++++ Document

Bug 459738

Summary: GFS2: Multiple writer performance issue.
Product: Red Hat Enterprise Linux 5 Reporter: Dean Jansa <djansa>
Component: kernelAssignee: Abhijith Das <adas>
Status: CLOSED ERRATA QA Contact: Martin Jenner <mjenner>
Severity: medium Docs Contact:
Priority: medium    
Version: 5.3CC: bstevens, edamato, nstraz, rpeterso, syeghiay
Target Milestone: rc   
Target Release: ---   
Hardware: All   
OS: Linux   
Whiteboard:
Fixed In Version: Doc Type: Bug Fix
Doc Text:
Story Points: ---
Clone Of: Environment:
Last Closed: 2009-01-20 20:05:59 UTC Type: ---
Regression: --- Mount Type: ---
Documentation: --- CRM:
Verified Versions: Category: ---
oVirt Team: --- RHEL 7.3 requirements from Atomic Host:
Cloudforms Team: --- Target Upstream Version:
Embargoed:
Attachments:
Description Flags
Test patch none

Description Dean Jansa 2008-08-21 19:13:08 UTC
Running a performace measurement of GFS2 vs. GFS1 shows GFS2 has 
problems with multiple nodes writing to the same file.

The test writes a 123 MB file sequentially, non-overlapping, from 1,
2 and 3 nodes.  The IO requests are distributed around the cluster in a
quasi-round-robin fashion.  A node making better progress may get more
requests than one which is stuck waiting to do IO for example.

The times below are aggregate write syscall times across all nodes in the test.

(GFS2: -102 kernel, GFS: Stock 5.2GA)

1 Node 1M write:    GFS2 - 1.4 sec    GFS -  .4 sec
1 Node 4K write:    GFS2 - 2.3 sec    GFS - 2.7 sec

2 Nodes 1M write:   GFS2 -  304 sec   GFS - 3.6 sec
2 Nodes 4K write:   GFS2 - 7578 sec   GFS - 299 sec

3 Nodes 1M write:   GFS2 -  1687 sec  GFS -  12 sec
3 Nodes 4K write:   GFS2 - 19912 sec  GFS - 443 sec


The herd file used as well as 'mygen' are below.  These will have to be
edited to match your cluster.  Also, be sure to get a version of d_doio
with the new write pattern cache (-C option).


----------- multiwriter.h2 ---------------

<herd name="multiwriters" scheduler="pan2">
        <pan2_opts sequential="true"/>

        <herd name="writer1" scheduler="pan2">
                <pan2_opts numactive="all"/>
                <test name="iogen">
                        <cmd> <![CDATA[
                                ./mygen | ./d_iosend -I 12345 -P > perf.writer1
                        ]]> </cmd>
                </test>

                <test name="d_doio1">
                        <cmd> <![CDATA[
                                qarsh root@marathon-01 "/tmp/d_doio -I 12345 -P xenon.msp.redhat.com -C"

++++++++
++++ The records

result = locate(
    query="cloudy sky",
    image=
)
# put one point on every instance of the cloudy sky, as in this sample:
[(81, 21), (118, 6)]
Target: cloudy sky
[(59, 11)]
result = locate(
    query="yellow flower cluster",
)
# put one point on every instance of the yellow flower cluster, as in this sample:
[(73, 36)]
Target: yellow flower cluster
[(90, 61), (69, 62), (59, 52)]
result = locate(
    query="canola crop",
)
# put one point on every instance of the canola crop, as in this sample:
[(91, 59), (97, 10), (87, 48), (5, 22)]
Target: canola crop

++++++++
++++ The records

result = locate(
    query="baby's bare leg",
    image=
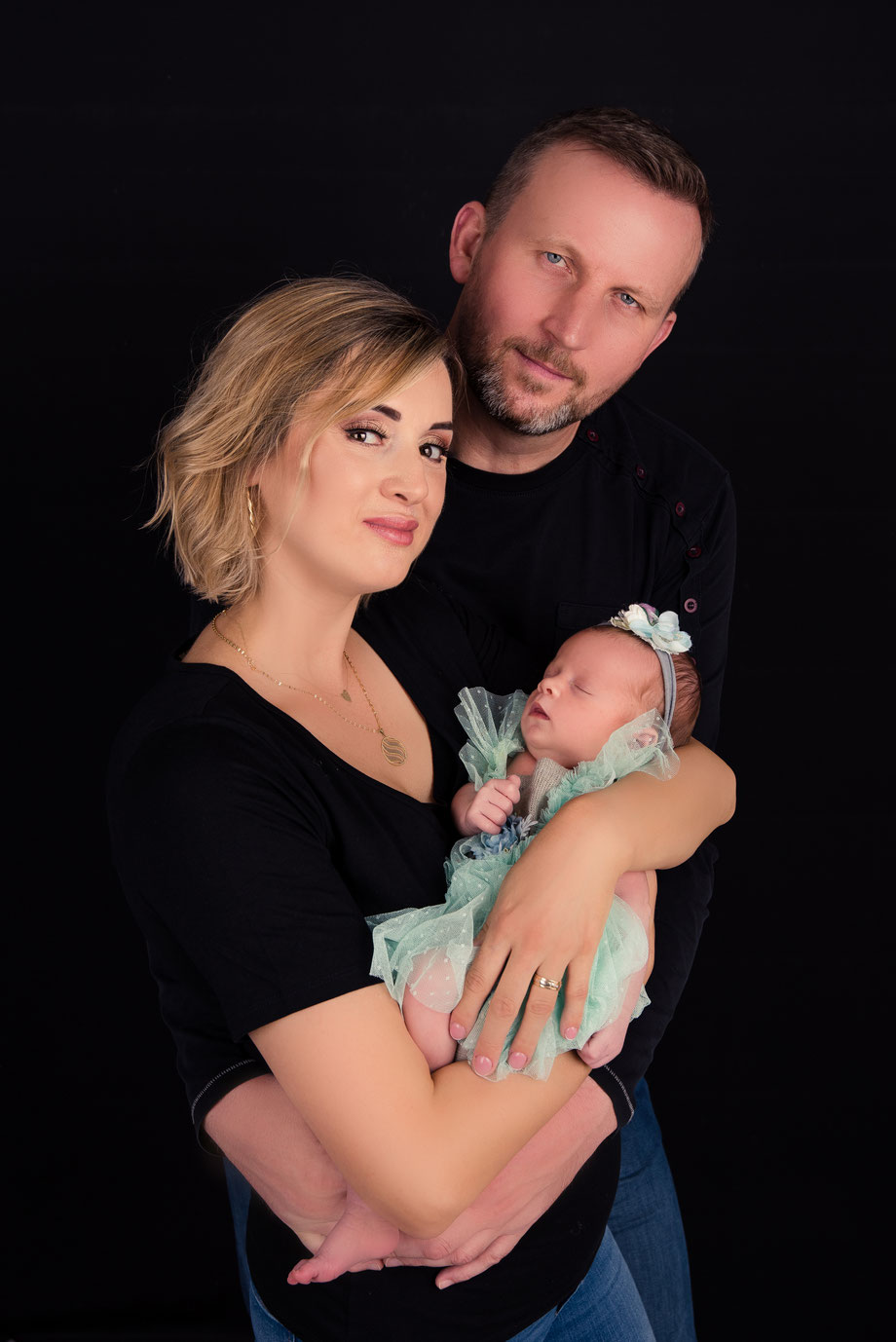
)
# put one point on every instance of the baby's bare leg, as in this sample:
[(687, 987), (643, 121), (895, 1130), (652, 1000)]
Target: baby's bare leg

++++++++

** Tasks and exercises **
A – Pull out each line of the records that contains the string "bare".
B – Carry on the GFS2 multiple-writer bug report from its final line.
The records have no connection to the GFS2 bug report.

** Written answers **
A –
    query="baby's bare leg",
# put one point on every instance of the baby's bare leg, as in this sample:
Target: baby's bare leg

B –
                        ]]> </cmd>
                </test>
        </herd>

        <herd name="writer2" scheduler="pan2">
                <pan2_opts numactive="all"/>
                <test name="iogen">
                        <cmd> <![CDATA[
                                ./mygen | ./d_iosend -I 12345 -P > perf.writer2
                        ]]> </cmd>
                </test>

                <test name="d_doio1">
                        <cmd> <![CDATA[
                                qarsh root@marathon-01 "/tmp/d_doio -I 12345 -P xenon.msp.redhat.com -C"
                        ]]> </cmd>
                </test>

                <test name="d_doio2">
                        <cmd> <![CDATA[
                                qarsh root@marathon-02 "/tmp/d_doio -I 12345 -P xenon.msp.redhat.com -C"
                        ]]> </cmd>
                </test>
        </herd>

        <herd name="writer3" scheduler="pan2">
                <pan2_opts numactive="all"/>
                <test name="iogen">
                        <cmd> <![CDATA[
                                ./mygen | ./d_iosend -I 12345 -P > perf.writer3
                        ]]> </cmd>
                </test>

                <test name="d_doio1">
                        <cmd> <![CDATA[
                                qarsh root@marathon-01 "/tmp/d_doio -I 12345 -P xenon.msp.redhat.com -C"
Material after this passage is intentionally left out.